(RECORDS begins)

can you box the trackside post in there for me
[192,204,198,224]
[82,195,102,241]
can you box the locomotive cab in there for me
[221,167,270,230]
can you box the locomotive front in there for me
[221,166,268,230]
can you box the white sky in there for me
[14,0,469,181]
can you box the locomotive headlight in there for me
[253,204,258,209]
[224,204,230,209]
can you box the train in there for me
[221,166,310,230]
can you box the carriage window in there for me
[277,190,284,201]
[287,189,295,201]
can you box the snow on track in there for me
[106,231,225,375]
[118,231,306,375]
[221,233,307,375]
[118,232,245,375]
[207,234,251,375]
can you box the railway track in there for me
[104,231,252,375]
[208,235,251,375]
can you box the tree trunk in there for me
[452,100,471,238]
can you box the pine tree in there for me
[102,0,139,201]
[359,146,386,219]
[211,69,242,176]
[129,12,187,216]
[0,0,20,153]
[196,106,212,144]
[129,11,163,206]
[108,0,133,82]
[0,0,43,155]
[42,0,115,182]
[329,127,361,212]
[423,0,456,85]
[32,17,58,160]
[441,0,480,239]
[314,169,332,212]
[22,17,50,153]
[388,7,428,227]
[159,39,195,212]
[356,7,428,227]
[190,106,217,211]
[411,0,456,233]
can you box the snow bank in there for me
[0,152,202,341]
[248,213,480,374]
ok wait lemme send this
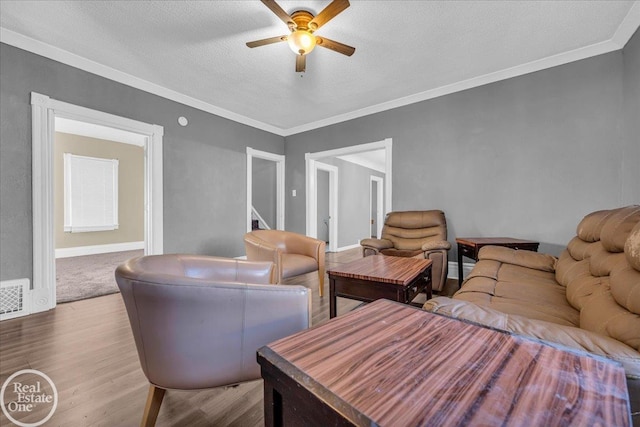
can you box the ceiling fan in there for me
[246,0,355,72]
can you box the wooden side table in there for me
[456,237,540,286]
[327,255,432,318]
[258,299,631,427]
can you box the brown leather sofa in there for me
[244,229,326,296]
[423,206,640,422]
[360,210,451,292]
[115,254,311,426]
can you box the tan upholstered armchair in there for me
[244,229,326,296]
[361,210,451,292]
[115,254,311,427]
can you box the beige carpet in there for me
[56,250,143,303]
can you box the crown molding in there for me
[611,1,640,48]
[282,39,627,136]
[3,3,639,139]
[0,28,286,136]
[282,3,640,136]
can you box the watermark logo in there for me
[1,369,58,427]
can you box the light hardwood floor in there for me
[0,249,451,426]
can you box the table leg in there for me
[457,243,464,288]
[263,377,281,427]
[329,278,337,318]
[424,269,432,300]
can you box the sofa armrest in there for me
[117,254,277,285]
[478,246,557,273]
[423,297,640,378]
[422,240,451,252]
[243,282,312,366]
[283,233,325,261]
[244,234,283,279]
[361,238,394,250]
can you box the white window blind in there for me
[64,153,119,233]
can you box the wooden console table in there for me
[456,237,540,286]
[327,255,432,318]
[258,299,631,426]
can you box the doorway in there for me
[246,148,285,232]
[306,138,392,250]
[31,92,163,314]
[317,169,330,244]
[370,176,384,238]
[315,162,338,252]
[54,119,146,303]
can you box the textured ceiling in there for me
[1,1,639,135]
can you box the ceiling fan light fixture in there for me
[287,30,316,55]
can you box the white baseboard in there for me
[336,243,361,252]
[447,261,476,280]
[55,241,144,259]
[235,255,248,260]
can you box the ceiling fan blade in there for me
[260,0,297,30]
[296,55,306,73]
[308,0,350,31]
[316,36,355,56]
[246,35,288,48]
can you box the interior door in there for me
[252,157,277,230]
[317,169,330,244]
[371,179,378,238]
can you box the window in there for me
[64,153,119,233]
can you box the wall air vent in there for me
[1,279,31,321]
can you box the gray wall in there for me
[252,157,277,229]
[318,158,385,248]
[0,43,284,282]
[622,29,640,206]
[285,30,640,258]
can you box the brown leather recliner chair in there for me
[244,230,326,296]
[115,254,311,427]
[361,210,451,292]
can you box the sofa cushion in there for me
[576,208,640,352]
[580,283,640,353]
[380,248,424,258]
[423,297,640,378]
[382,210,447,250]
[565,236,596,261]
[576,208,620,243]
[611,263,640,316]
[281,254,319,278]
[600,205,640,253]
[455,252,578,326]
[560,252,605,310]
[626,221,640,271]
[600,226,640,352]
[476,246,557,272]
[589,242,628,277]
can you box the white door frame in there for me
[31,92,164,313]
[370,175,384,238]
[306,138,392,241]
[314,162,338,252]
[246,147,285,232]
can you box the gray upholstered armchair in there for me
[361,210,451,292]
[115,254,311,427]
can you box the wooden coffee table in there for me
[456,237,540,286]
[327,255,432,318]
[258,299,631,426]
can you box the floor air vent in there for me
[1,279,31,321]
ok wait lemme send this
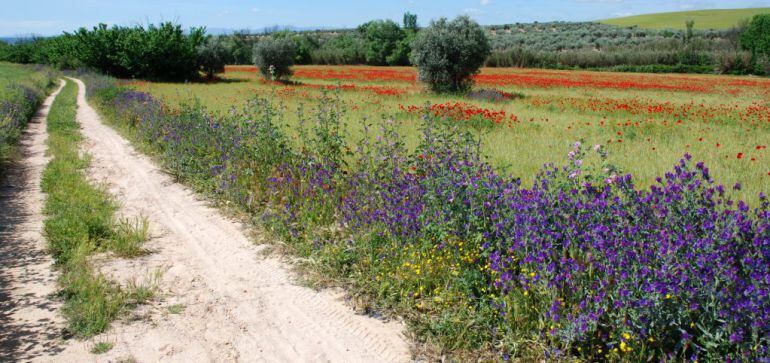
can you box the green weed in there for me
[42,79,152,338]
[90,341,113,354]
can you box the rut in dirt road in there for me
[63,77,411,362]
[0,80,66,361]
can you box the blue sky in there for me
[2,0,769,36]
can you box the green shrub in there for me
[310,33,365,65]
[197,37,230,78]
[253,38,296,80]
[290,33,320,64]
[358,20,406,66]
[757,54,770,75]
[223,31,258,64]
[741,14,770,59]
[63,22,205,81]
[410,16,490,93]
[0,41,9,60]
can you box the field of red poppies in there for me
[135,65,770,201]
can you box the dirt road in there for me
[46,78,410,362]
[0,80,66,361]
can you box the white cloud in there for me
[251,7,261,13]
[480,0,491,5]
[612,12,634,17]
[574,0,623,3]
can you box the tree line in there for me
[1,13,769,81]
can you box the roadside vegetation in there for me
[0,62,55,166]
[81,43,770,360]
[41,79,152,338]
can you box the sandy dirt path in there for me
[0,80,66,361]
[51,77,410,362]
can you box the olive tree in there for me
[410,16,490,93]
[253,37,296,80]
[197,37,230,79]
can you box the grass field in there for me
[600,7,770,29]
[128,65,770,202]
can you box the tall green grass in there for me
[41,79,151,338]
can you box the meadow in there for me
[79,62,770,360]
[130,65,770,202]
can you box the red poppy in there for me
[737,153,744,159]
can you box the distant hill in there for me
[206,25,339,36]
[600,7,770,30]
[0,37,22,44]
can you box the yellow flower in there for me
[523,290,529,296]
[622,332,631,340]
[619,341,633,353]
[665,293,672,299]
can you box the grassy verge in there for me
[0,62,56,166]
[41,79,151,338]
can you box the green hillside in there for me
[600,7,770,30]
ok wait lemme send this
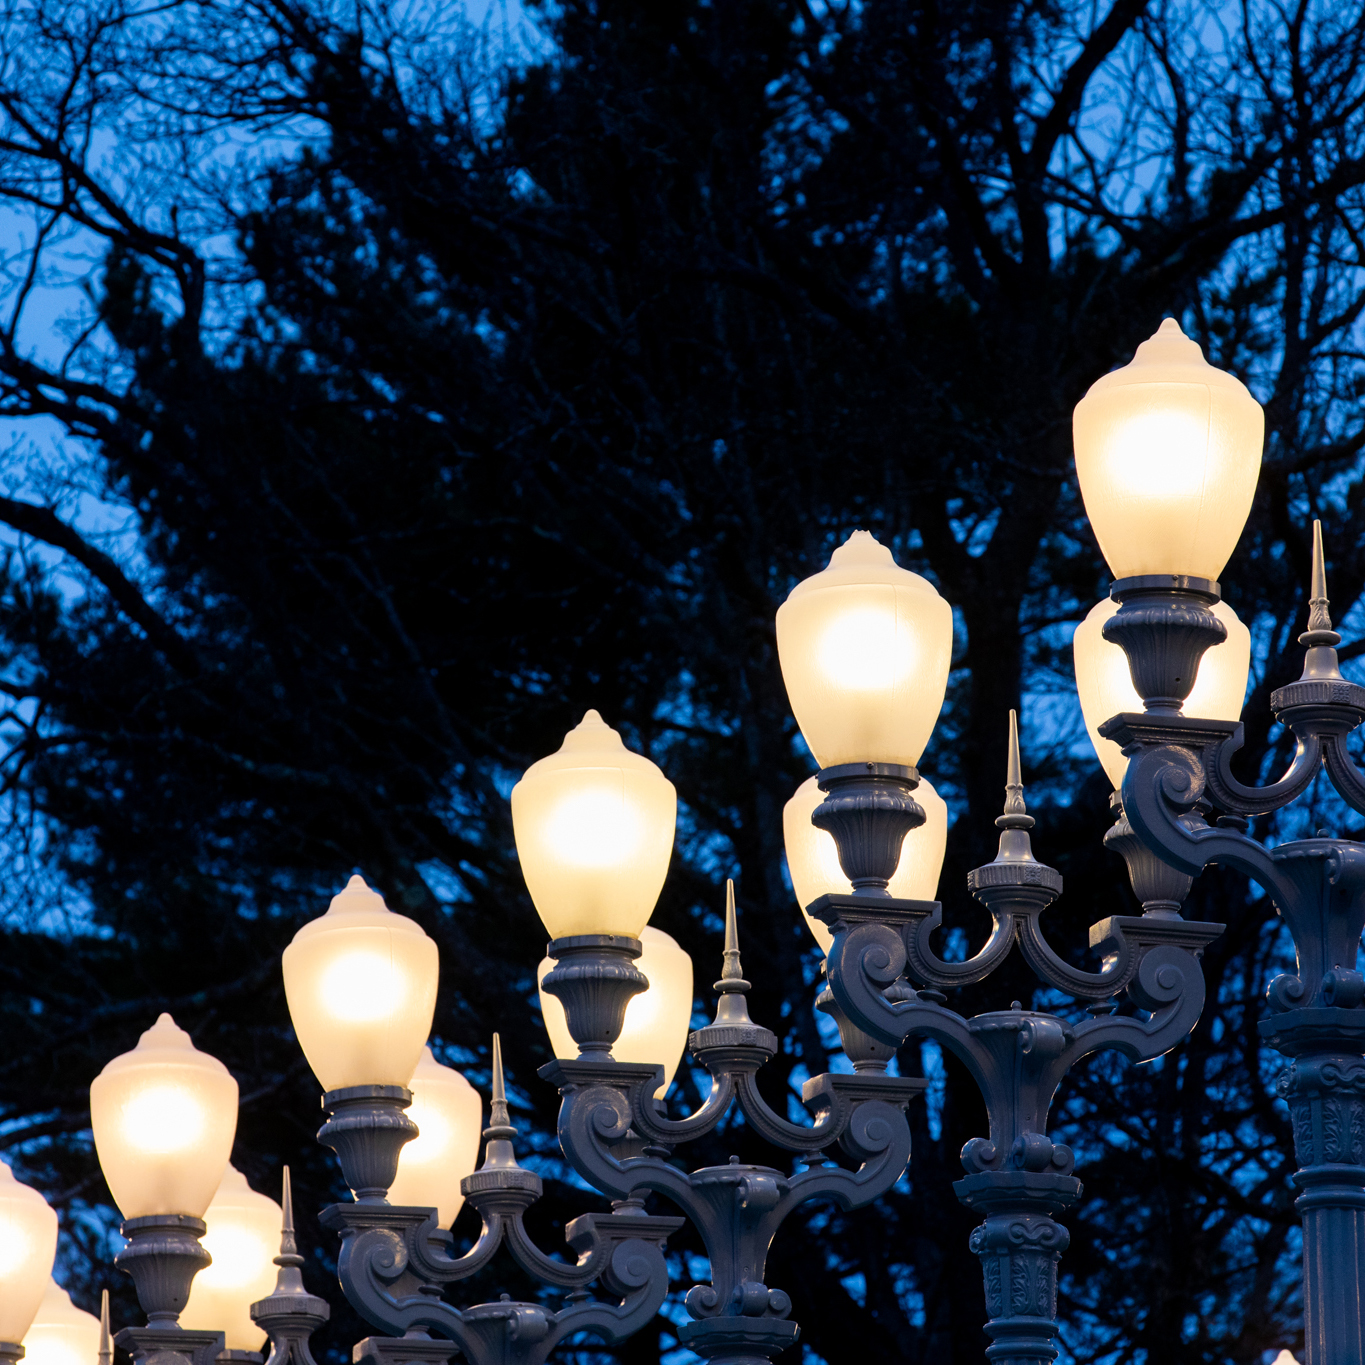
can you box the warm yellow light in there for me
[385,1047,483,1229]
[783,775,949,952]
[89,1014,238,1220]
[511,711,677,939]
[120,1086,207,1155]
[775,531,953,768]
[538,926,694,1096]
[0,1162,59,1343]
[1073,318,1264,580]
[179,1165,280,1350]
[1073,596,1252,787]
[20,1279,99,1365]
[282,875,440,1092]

(RECORDS ends)

__TASK TO COMPLETE__. If pictures appear in the data, do not print them; repeat the rest exactly.

__ANSWER AREA__.
can you box the trackside post in there for me
[192,204,198,224]
[82,195,102,241]
can you box the locomotive cab in there for me
[221,167,270,230]
can you box the locomotive front in there for me
[221,166,268,230]
can you box the white sky in there for me
[14,0,469,181]
can you box the locomotive headlight in there for me
[253,204,258,209]
[224,204,230,209]
can you box the train in there for me
[221,166,310,230]
can you box the carriage window in there for me
[277,190,284,201]
[287,189,295,201]
can you box the snow on track in there for me
[106,231,225,375]
[118,231,306,375]
[221,233,307,375]
[118,232,245,375]
[207,234,251,375]
can you box the railway track in there for me
[104,231,252,375]
[208,235,251,375]
can you box the tree trunk in there for me
[452,100,471,238]
can you box the pine tree in there for me
[102,0,139,201]
[359,146,386,219]
[211,69,242,176]
[129,12,187,216]
[0,0,20,153]
[196,106,212,144]
[129,11,163,206]
[108,0,133,82]
[0,0,43,155]
[42,0,115,182]
[329,127,361,212]
[423,0,456,85]
[32,17,58,160]
[441,0,480,239]
[314,169,332,212]
[22,17,50,153]
[388,7,428,227]
[159,39,195,212]
[356,7,428,227]
[190,106,217,211]
[411,0,456,233]
can you box the snow bank in there for me
[0,152,202,341]
[248,213,480,374]
ok wait lemme send this
can you box the ceiling fan in there for me
[246,0,355,72]
can you box the wooden side table in there for me
[456,237,540,286]
[327,255,432,318]
[258,299,631,427]
can you box the brown leather sofa in there for me
[244,229,326,296]
[423,206,640,422]
[360,210,451,292]
[115,254,311,426]
can you box the tan upholstered armchair in there for me
[244,229,326,296]
[361,210,451,292]
[115,254,311,427]
can you box the beige carpet in there for me
[56,250,143,303]
can you box the crown molding in there for me
[611,1,640,48]
[282,39,627,136]
[3,3,639,139]
[0,28,286,136]
[282,3,640,136]
can you box the watermark logo in there for me
[1,369,58,427]
can you box the light hardwood floor in there for me
[0,249,451,426]
can you box the table leg in there for me
[457,243,464,288]
[263,377,281,427]
[329,278,337,318]
[424,269,432,300]
can you box the sofa armrest in there for me
[117,254,277,285]
[478,246,557,273]
[423,297,640,378]
[422,240,451,252]
[243,282,312,366]
[283,233,325,261]
[244,234,283,279]
[361,238,394,250]
can you box the white window blind in there for me
[64,153,119,233]
can you box the wooden console table in there for me
[456,237,540,286]
[327,255,432,318]
[258,299,631,426]
can you box the doorway in there for me
[246,148,285,232]
[306,138,392,250]
[31,92,163,314]
[317,169,330,244]
[370,176,384,238]
[315,162,338,252]
[54,119,146,303]
can you box the textured ceiling in there for me
[1,1,639,135]
can you box the ceiling fan light fixture in there for me
[287,30,316,55]
can you box the white baseboard in there for me
[336,243,361,252]
[447,261,476,280]
[55,241,144,259]
[235,255,248,260]
can you box the ceiling fan blade in there for me
[260,0,297,30]
[296,55,306,73]
[308,0,350,31]
[316,36,355,56]
[246,35,288,48]
can you box the interior door in there for me
[252,157,277,230]
[317,169,330,244]
[371,179,378,238]
can you box the window in there for me
[64,153,119,233]
can you box the wall air vent in there for me
[1,279,31,321]
can you box the gray wall in there for me
[252,157,277,229]
[318,158,385,248]
[0,43,284,282]
[622,29,640,206]
[285,30,640,258]
can you box the brown leather recliner chair in there for me
[244,230,326,296]
[115,254,311,427]
[361,210,451,292]
can you box the sofa cushion in there for me
[576,208,640,352]
[580,283,640,353]
[380,248,424,258]
[423,297,640,378]
[382,210,447,250]
[565,236,596,261]
[576,208,620,243]
[611,263,640,316]
[281,254,319,278]
[600,205,640,253]
[455,252,578,326]
[560,252,605,310]
[626,221,640,271]
[600,226,640,352]
[476,246,557,272]
[589,242,628,277]
can you box the white door frame in there for me
[31,92,164,313]
[370,175,384,238]
[306,138,392,241]
[314,162,338,252]
[246,147,285,232]
can you box the gray upholstered armchair in there for me
[361,210,451,292]
[115,254,311,427]
can you box the wooden coffee table in there for me
[456,237,540,286]
[327,255,432,318]
[258,299,631,426]
can you box the floor air vent in there for me
[1,279,31,321]
ok wait lemme send this
can you box the green weed in there for me
[42,79,152,338]
[90,341,113,354]
can you box the rut in dirt road in there for me
[63,77,411,362]
[0,80,66,361]
can you box the blue sky in there for me
[2,0,769,36]
can you box the green shrub in there for me
[310,33,365,65]
[197,37,230,78]
[253,38,296,80]
[290,33,320,64]
[358,20,406,66]
[757,54,770,75]
[223,31,258,64]
[741,14,770,59]
[63,22,205,81]
[410,16,490,93]
[0,41,9,60]
can you box the field of red poppies in there for me
[135,65,770,201]
can you box the dirt road in there for me
[46,78,410,362]
[0,80,66,361]
can you box the white cloud in there for me
[251,7,261,13]
[480,0,491,5]
[612,12,634,17]
[574,0,623,3]
can you box the tree line in there for me
[1,13,769,81]
can you box the roadside vegetation in there for me
[0,62,55,166]
[81,43,770,360]
[41,79,152,338]
can you box the sandy dirt path in there for me
[0,80,66,361]
[51,77,410,362]
can you box the olive tree in there for me
[410,16,490,93]
[253,37,296,80]
[197,37,230,79]
can you box the grass field in there for me
[600,7,770,29]
[128,65,770,202]
can you box the tall green grass in there for me
[41,79,151,338]
can you box the meadow in there for me
[79,62,770,360]
[130,65,770,202]
can you box the red poppy in there for me
[737,153,744,159]
can you box the distant hill in there for me
[206,25,339,36]
[600,7,770,30]
[0,37,22,44]
can you box the yellow flower in there for me
[523,290,529,296]
[622,332,631,340]
[619,341,633,353]
[665,293,672,299]
can you box the grassy verge in there for me
[0,62,56,166]
[41,79,151,338]
can you box the green hillside in there for me
[600,7,770,30]
ok wait lemme send this
can you box the warm yellow light in there for me
[385,1047,483,1229]
[783,775,949,952]
[89,1014,238,1220]
[511,711,677,939]
[120,1086,207,1155]
[775,531,953,768]
[538,926,694,1096]
[0,1162,59,1343]
[1073,318,1264,580]
[179,1165,280,1350]
[1073,596,1252,787]
[20,1279,99,1365]
[282,875,440,1092]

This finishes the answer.